- SET EXERCISE 1
Please update the stored rows in the stretch from the line containing "The component shall return one point per instance of the pale" through the end of the rows, replacing "pale gray trunk" with "light gray trunk" and leaving everything else unchanged. Return only those lines, without the pictures.

- TEXT PASSAGE
- - - - - - -

The Nationstar Declaration attaches all the underlying documentation related to the transfer of various mortgage loans into the Trust referenced above, as well as the designation of U.S. Bank as Trustee of that Trust. Specifically, the Nationstar Declaration includes an Assumption and Assignment Agreement between the Lender and Lehman Brothers Holdings, Inc. ("Lehman Holdings"), dated July 1, 2007 ("Lehman Agreement"), through which the Lender transferred to Lehman Holdings all its rights in certain mortgage loans including Plaintiffs' Loan. To provide additional evidence of this transfer, the Nationstar Declaration attached the underlying Note, which contains a special endorsement from the Lender to Lehman Holdings.The Nationstar Declaration also includes a Mortgage Loan Sale and Assignment Agreement entered into between Lehman Holdings and Structured Asset Securities Corporation ("SASC") on July 1, 2007 (the "SASC Agreement"), through which Lehman Holdings transferred to SASC all its rights in the same group of mortgage loans referenced in the Lehman Agreement, including Plaintiffs' Loan. Again, the underlying Note provides additional evidence of this transfer as it contains an endorsement in blank executed by Lehman Holdings. Additionally, the Nationstar Declaration attaches the same Trust Agreement mentioned above, also dated July 1, 2007, and entered into between SASC as Depositor, Aurora Loan Services, LLC, as Master Servicer, and U.S. Bank as Trustee. Through the Trust Agreement, SASC transfers to U.S. Bank in trust all its rights in the same group of mortgage loans referenced in the SASC Agreement, including Plaintiffs' Loan. Finally, the Nationstar Declaration alleges that Plaintiffs' Loan was included in the Trust referenced above. As support for this assertion, the Nationstar Declaration attaches as Exhibit F a list of mortgage loans placed into the Trust; Plaintiffs' Loan is included on that list.

- - - - - - -

(Stored records)
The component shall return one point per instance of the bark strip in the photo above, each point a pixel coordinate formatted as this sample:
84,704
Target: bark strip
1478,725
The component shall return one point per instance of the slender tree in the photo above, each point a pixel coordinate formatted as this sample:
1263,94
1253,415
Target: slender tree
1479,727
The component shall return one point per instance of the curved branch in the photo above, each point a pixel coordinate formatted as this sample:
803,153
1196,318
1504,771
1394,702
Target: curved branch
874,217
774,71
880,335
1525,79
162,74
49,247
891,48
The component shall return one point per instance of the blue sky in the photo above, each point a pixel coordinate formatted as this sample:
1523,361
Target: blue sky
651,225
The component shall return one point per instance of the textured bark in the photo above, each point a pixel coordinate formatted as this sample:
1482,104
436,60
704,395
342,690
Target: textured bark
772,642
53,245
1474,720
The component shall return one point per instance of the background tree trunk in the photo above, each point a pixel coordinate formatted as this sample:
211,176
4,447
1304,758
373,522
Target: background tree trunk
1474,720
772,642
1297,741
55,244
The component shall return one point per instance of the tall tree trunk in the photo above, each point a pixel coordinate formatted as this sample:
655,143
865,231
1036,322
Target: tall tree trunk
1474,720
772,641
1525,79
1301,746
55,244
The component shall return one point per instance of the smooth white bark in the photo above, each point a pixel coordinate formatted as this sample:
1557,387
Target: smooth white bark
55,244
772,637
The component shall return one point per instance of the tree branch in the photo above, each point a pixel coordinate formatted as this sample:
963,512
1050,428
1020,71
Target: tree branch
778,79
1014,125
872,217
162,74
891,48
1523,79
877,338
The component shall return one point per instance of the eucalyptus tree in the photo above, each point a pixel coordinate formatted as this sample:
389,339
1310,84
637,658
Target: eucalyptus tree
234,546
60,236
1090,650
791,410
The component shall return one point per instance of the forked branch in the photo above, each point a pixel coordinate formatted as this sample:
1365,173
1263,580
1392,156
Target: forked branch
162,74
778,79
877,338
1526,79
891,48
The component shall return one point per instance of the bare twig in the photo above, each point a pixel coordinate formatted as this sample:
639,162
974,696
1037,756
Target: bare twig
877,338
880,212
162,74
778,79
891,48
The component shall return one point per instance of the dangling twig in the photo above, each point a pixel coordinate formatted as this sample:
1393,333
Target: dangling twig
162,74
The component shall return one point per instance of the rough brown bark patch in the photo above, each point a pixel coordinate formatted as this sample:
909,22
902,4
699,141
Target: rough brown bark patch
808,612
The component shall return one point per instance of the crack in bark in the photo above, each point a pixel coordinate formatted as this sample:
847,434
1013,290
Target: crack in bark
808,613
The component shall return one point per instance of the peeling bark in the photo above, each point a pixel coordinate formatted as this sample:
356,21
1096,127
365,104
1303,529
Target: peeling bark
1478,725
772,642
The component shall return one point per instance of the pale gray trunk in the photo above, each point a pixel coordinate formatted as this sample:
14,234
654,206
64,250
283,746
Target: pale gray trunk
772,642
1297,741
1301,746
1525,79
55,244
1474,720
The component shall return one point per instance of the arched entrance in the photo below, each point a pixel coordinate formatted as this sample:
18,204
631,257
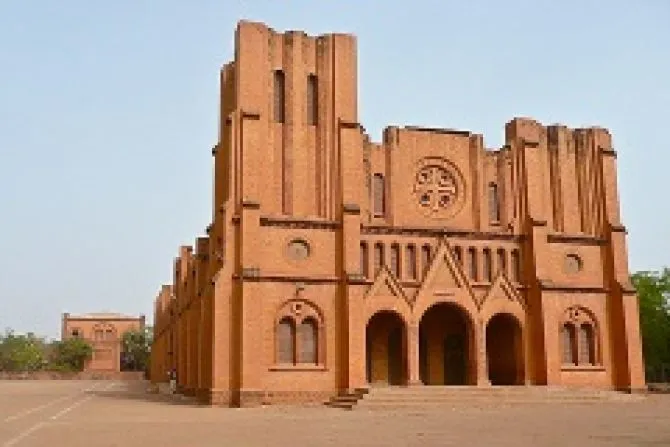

- - - - - - -

- SET EXERCISE 2
Summarize the passage on the Nationstar Declaration in two sentences.

- CORRECT ANSWER 1
The component shall return one point per instance of the light gray trunk in the photo above, each point a pixel coordinate formatted as this sample:
14,234
654,206
64,250
283,746
Target: light gray trunk
772,642
1297,741
1301,746
1525,79
55,244
1474,720
The component shall return one point per instance of the arched entrance in the photo below, each point a pixel coordinate formatted as this sample:
18,204
631,257

- CORRECT ANSWER 2
The Nationstar Declaration attaches documents showing that a group of mortgage loans, including Plaintiffs' Loan, passed from the Lender to Lehman Holdings, then to SASC, and then to U.S. Bank as Trustee under the Trust Agreement, with the Note's endorsements as further evidence. It also alleges that Plaintiffs' Loan was included in the Trust and attaches as Exhibit F a list of the Trust's mortgage loans that includes it.